_Task brief_.
Please update the forum thread on renting out an apartment below, starting with "Yes. If the" and going on through "FAQ _for an overview)". Give that span again with "stamp duty" changed to "transfer tax".
++++ Text segment ++++
# renting out my apartment



## pAnTs (26 Jun 2007)

Hi there, I have a beautiful 2 bed apartment which I bought under the affordable housing scheme last year. The thing is that this year I have changed jobs and it is no longer convenient to live where I have been living this past year. I fully intend returning to this spartment in a year or two as all my family and friends are from the area and I fully intend to settle here. I will be leaving all my stuff in a locked cupboard in the apartment and with any luck renting closer to where my new job is. My question is this, will there be any tax implications for renting out my property or will I get into trouble with the affordable housing scheme? should I declare this or do people do it all the time without telling anyone. The way I see it is it's my apartment and peoples circumstances change without warning, I should be able to rent it out if I want. I will never sell this apartment because as I said it is and in the future will be my home. Thanks


----------



## ClubMan (26 Jun 2007)

pAnTs said:


> will there be any tax implications for renting out my property


Yes. If the property ceases to be your _PPR _and you rent it out then some or all of the following will apply:
Clawback of stamp duty (what an investor would have paid less what you actually paid which could be nothing)
Loss of owner occupier mortgage interest relief
Rental income assessable for income tax (see the _Property Investment FAQ _for an overview)
Potential _CGT _liability on some portion of any eventual resale gain.



> or will I get into trouble with the affordable housing scheme?


 Not into trouble but they presumably have rules in place to claw back some of the benefits where people buy as owner occupiers but then rent the property out.


> should I declare this or do people do it all the time without telling anyone.


 Should you evade your responsibilities and tax liabilities? Er, no.


> The way I see it is it's my apartment and peoples circumstances change without warning, I should be able to rent it out if I want. I will never sell this apartment because as I said it is and in the future will be my home. Thanks


 Regardless of what you think should be the case there are rules governing what actually is the case and these apply to you.


----------



## pAnTs (26 Jun 2007)

right so how should I go about making all this above board. Im not going to be making any profit on the rent as what I will be getting for the rent is what it costs in mortgage repayments. I will not be making money from this move as said I am moving because my circumstances have changed. 75% of my motives for this move is to reduce my carbon fuel immisions as the public transport system is completely inadequate where I live.


----------



## ClubMan (26 Jun 2007)
++++ Data lines ++++
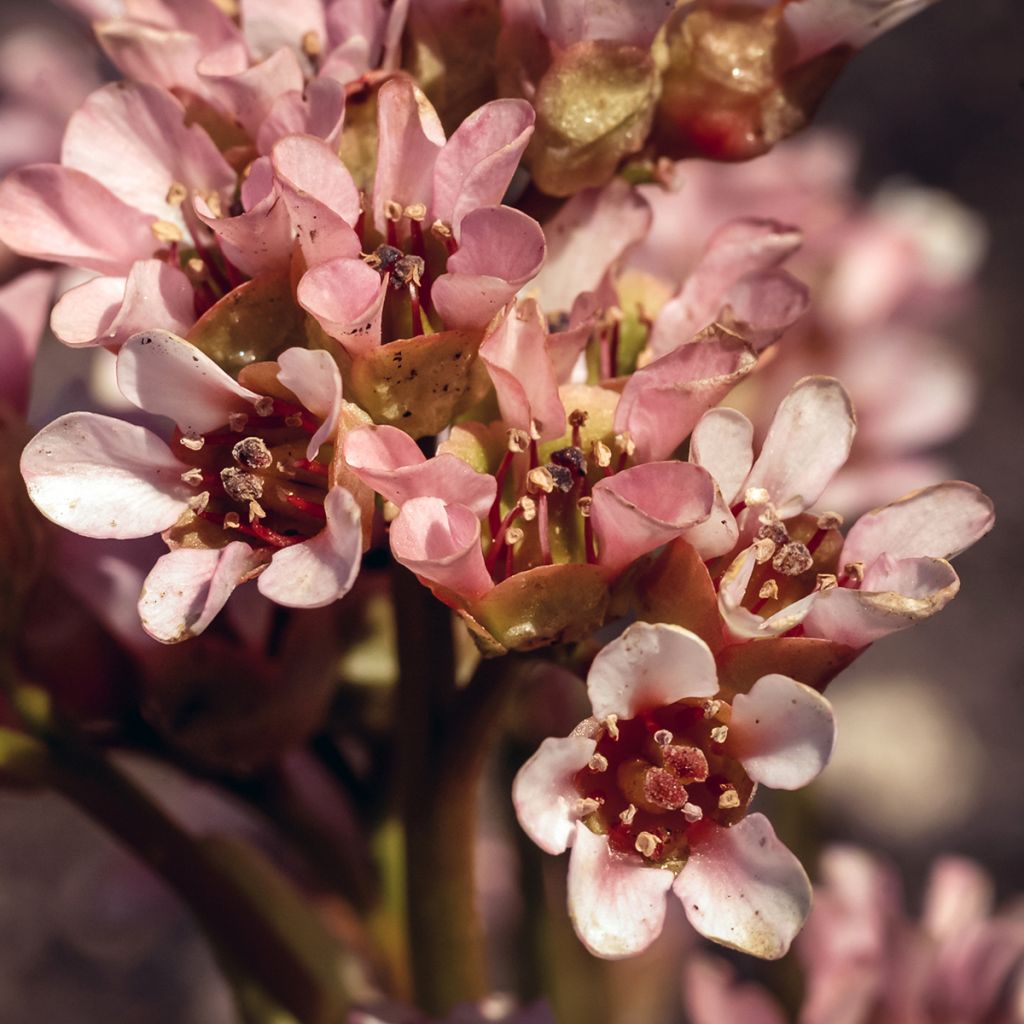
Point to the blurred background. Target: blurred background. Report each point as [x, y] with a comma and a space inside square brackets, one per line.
[930, 756]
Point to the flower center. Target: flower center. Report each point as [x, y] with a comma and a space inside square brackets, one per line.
[253, 478]
[654, 776]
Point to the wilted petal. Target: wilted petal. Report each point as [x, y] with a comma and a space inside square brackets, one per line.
[187, 587]
[586, 238]
[808, 441]
[109, 310]
[441, 543]
[390, 462]
[132, 138]
[895, 595]
[938, 521]
[103, 477]
[516, 355]
[616, 902]
[346, 298]
[411, 136]
[647, 667]
[743, 889]
[477, 162]
[643, 507]
[545, 798]
[322, 569]
[24, 303]
[781, 731]
[313, 378]
[663, 402]
[166, 375]
[723, 443]
[59, 214]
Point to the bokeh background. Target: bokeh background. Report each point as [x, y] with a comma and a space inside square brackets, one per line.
[931, 754]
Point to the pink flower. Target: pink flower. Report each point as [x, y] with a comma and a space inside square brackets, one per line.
[651, 795]
[245, 464]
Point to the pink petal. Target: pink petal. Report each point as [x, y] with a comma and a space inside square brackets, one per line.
[544, 795]
[313, 378]
[516, 356]
[818, 26]
[346, 298]
[103, 477]
[109, 310]
[476, 164]
[322, 199]
[743, 889]
[320, 570]
[723, 442]
[59, 214]
[250, 94]
[390, 462]
[663, 402]
[441, 543]
[410, 136]
[647, 667]
[588, 236]
[736, 250]
[144, 126]
[643, 507]
[808, 441]
[938, 521]
[895, 595]
[782, 732]
[320, 112]
[24, 303]
[166, 375]
[268, 25]
[187, 587]
[617, 903]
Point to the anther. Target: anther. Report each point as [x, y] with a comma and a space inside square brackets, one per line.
[793, 559]
[252, 453]
[646, 844]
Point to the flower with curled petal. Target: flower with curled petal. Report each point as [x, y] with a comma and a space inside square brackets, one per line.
[246, 488]
[651, 794]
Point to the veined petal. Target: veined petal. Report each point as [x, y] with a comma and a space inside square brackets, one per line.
[346, 298]
[109, 310]
[411, 136]
[545, 798]
[939, 521]
[650, 665]
[60, 214]
[808, 441]
[616, 902]
[781, 731]
[743, 889]
[103, 477]
[313, 378]
[188, 586]
[516, 355]
[132, 138]
[441, 543]
[390, 462]
[322, 569]
[166, 375]
[895, 595]
[663, 402]
[723, 443]
[643, 507]
[477, 162]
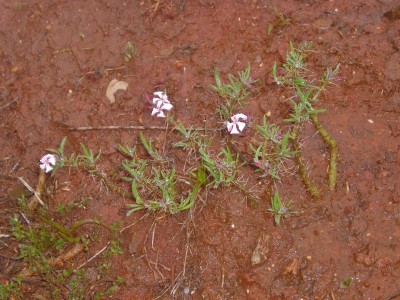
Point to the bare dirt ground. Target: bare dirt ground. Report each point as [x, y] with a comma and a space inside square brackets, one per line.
[56, 61]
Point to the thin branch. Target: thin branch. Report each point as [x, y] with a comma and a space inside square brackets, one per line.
[94, 256]
[88, 128]
[333, 147]
[37, 195]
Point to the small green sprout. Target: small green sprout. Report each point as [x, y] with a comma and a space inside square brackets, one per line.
[233, 93]
[130, 51]
[280, 209]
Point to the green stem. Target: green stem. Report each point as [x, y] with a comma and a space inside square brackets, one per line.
[332, 172]
[68, 234]
[305, 177]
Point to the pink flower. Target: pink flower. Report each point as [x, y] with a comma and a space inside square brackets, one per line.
[236, 126]
[160, 103]
[47, 162]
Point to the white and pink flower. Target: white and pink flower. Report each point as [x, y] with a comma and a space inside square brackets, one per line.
[237, 125]
[160, 104]
[47, 162]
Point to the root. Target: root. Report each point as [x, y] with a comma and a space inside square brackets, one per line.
[332, 172]
[305, 177]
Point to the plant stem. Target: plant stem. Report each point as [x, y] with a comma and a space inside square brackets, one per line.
[332, 173]
[305, 177]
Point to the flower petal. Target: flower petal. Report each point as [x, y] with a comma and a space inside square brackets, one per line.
[241, 126]
[167, 106]
[52, 160]
[234, 130]
[161, 114]
[229, 126]
[48, 168]
[241, 116]
[163, 96]
[155, 111]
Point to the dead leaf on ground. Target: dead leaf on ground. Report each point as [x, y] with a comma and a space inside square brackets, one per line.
[114, 86]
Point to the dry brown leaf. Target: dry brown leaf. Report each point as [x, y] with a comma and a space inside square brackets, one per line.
[113, 87]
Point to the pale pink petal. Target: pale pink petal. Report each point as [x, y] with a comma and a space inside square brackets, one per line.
[163, 96]
[241, 116]
[241, 126]
[159, 94]
[156, 101]
[234, 130]
[229, 126]
[167, 106]
[155, 111]
[161, 114]
[52, 159]
[48, 168]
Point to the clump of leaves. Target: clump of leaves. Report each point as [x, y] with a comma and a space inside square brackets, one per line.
++++
_Result_.
Yes. If the property ceases to be your _PPR _and you rent it out then some or all of the following will apply:
Clawback of transfer tax (what an investor would have paid less what you actually paid which could be nothing)
Loss of owner occupier mortgage interest relief
Rental income assessable for income tax (see the _Property Investment FAQ _for an overview)